**Directions**
a. According to the article on titanium implants, what percentage of dental implants fail and must be removed within 10-15 years?
b. Transcribe the part of the article on titanium implants that opens with the words containing "Dr. Tagbo Niepa, author" and closes with "them more susceptible to antibiotics.".

**Document segment**
● ● ● ● ● ● ●
Titanium has many properties that make it a great choice for use in implants. Its low density, high stiffness, high biomechnanical strength-to-weight ratio, and corrosion resistance have led to its use in several types of implants, from dental to joints. However, a persistent problem plagues metal-based implants: the surface is also a perfect home for microbes to accumulate, causing chronic infections and inflammation in the surrounding tissue. Consequently, five to 10 percent of dental implants fail and must be removed within 10-15 years to prevent infection in the blood and other organs.
New research from the University of Pittsburgh's Swanson School of Engineering introduces a revolutionary treatment for these infections. The group, led by Tagbo Niepa, PhD, is utilizing electrochemical therapy (ECT) to enhance the ability of antibiotics to eradicate the microbes.
We live in a crisis with antibiotics: most of them are failing. Because of the drug- resistance that most microbes develop, antimicrobials stop working, especially with recurring infections. With this technique, the current doesn't discriminate as it damages the microbe cell membrane. It's more likely that antibiotics will be more effective if the cells are simultaneously challenged by the permeabilizing effects of the currents. This would allow even drug-resistant cells to become susceptible to treatment and be eradicated."
Dr. Tagbo Niepa, author on the paper and assistant professor of chemical and petroleum engineering at the Swanson School, with secondary appointments in civil and environmental engineering and bioengineering
The novel method passes a weak electrical current through the metal-based implant, damaging the attached microbe's cell membrane but not harming the surrounding healthy tissue. This damage increases permeability, making the microbe more susceptible to antibiotics. Since most antibiotics specifically work on cells that are going to replicate, they do not work on dormant microbes, which is how infections can recur. The ECT causes electrochemical stress in all the cells to sensitize them, making them more susceptible to antibiotics.
The researchers hope this technology will change how infections are treated. Researchers focused their research on Candida albicans (C. albicans), one of the most common and harmful fungal infections associated with dental implants. But while dental implants are one exciting application for this new technology, Niepa says it has other potential applications, such as in wound dressings.
● ● ● ● ● ● ●
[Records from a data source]

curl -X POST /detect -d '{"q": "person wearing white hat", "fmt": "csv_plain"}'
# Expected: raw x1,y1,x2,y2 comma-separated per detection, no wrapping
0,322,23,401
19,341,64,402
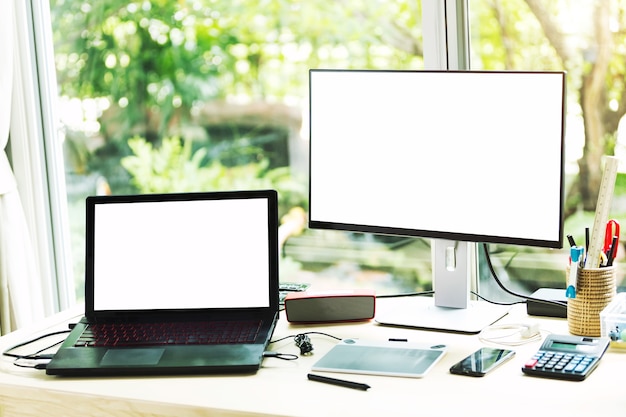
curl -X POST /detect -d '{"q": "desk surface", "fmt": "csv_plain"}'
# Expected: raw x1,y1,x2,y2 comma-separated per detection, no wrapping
0,299,626,417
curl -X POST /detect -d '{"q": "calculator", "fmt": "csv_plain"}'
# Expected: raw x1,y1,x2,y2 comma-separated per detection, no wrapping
522,335,610,381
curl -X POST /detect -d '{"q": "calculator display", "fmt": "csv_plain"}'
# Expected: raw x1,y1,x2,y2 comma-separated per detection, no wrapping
550,342,578,350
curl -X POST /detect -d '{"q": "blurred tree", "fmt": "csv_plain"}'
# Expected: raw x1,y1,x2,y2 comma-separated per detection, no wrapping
470,0,626,214
51,0,421,140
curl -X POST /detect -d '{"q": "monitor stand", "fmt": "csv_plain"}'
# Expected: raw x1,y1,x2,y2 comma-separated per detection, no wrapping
375,239,510,333
375,297,510,334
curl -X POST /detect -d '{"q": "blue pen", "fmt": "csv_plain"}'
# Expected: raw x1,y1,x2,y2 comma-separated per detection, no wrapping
565,246,585,298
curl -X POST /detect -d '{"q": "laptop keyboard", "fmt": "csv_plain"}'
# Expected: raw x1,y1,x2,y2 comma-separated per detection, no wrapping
75,320,261,347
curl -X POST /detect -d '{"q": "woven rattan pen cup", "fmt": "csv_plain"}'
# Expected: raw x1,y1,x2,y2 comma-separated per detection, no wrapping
567,266,616,337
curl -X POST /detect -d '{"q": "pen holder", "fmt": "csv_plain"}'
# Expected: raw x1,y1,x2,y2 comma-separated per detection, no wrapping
567,266,616,337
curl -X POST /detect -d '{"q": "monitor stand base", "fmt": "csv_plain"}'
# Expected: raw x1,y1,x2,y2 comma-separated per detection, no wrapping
375,296,511,334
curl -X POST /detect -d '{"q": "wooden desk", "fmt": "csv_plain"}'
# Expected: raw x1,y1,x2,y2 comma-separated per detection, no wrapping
0,300,626,417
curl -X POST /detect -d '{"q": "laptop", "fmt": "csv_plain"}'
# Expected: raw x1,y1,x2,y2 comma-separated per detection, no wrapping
46,190,279,376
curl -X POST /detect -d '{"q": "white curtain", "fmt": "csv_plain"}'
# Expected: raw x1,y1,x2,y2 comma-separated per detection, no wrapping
0,0,45,334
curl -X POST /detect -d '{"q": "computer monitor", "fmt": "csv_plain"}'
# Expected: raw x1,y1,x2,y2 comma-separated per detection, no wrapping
309,69,565,333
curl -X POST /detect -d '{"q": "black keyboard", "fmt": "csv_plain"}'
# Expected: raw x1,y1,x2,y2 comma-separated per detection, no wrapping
75,320,261,347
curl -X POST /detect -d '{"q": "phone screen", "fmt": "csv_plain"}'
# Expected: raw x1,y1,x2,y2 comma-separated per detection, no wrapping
450,347,515,376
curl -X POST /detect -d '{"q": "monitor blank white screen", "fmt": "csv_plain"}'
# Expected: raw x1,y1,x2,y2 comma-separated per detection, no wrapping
310,70,564,247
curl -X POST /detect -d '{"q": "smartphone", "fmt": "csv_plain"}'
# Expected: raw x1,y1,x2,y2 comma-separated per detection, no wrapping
450,347,515,376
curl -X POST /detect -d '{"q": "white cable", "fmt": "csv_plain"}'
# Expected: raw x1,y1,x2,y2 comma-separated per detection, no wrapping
478,323,541,346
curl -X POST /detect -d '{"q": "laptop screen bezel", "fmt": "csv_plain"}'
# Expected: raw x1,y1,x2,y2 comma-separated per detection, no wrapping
85,190,279,320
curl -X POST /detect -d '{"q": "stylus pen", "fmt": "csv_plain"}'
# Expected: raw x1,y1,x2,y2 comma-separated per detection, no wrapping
307,374,370,391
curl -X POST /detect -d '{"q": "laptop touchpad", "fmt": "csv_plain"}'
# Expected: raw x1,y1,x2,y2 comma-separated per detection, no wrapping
100,348,165,366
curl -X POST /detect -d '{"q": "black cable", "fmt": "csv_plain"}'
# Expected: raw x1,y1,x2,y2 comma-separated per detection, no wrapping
376,243,567,307
268,332,341,359
483,243,567,307
2,330,70,369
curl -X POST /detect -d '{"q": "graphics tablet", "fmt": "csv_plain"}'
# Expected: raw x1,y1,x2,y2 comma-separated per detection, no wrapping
312,339,446,378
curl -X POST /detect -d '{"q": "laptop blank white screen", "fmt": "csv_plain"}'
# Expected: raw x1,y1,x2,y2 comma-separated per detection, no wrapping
94,198,270,311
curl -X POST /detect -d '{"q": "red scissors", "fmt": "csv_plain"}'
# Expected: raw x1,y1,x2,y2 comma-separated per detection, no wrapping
604,219,619,265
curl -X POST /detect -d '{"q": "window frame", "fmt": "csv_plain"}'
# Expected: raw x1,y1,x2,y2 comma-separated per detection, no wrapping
26,0,469,311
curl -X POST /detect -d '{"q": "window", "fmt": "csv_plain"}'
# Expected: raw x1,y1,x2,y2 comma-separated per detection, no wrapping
50,0,430,298
33,0,626,308
469,0,626,293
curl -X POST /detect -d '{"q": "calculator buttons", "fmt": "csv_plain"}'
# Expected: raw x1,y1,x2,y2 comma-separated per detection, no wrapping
523,350,596,379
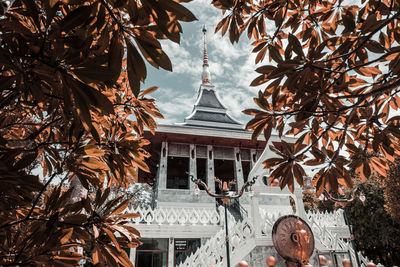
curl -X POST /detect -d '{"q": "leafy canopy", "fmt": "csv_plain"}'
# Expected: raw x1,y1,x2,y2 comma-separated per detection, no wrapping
213,0,400,195
0,0,196,266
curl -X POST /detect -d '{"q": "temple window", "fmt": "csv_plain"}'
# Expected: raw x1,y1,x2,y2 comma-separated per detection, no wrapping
167,143,190,189
214,147,236,193
135,238,168,267
138,148,160,185
196,145,208,190
240,149,251,182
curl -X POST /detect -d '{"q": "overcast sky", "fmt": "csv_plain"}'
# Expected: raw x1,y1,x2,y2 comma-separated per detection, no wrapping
143,0,272,124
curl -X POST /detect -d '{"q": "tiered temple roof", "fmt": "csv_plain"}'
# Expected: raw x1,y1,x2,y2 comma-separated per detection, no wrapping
182,27,244,130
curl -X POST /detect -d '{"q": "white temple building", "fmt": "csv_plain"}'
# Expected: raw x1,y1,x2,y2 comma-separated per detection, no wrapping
129,26,368,267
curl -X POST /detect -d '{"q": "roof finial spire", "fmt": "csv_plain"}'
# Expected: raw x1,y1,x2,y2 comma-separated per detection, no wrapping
201,25,211,84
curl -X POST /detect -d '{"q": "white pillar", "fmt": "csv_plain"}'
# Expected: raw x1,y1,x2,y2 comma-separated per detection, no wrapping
233,147,244,192
250,191,261,238
206,145,215,192
158,142,168,190
168,237,175,267
189,144,198,193
129,248,136,266
250,149,257,168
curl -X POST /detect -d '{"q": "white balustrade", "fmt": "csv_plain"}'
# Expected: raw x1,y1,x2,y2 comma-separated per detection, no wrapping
179,207,255,267
128,208,220,225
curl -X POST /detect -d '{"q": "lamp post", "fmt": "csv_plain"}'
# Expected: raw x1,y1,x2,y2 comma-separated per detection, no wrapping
323,183,365,267
190,175,257,267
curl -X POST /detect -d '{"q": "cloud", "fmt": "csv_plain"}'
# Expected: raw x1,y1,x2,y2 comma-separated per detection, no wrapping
146,0,259,124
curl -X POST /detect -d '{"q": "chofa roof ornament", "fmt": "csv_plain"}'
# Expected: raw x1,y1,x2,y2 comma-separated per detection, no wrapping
201,26,211,85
● ● ● ● ● ● ●
**Solutions below**
a. Five to 10 percent.

b.
Dr. Tagbo Niepa, author on the paper and assistant professor of chemical and petroleum engineering at the Swanson School, with secondary appointments in civil and environmental engineering and bioengineering
The novel method passes a weak electrical current through the metal-based implant, damaging the attached microbe's cell membrane but not harming the surrounding healthy tissue. This damage increases permeability, making the microbe more susceptible to antibiotics. Since most antibiotics specifically work on cells that are going to replicate, they do not work on dormant microbes, which is how infections can recur. The ECT causes electrochemical stress in all the cells to sensitize them, making them more susceptible to antibiotics.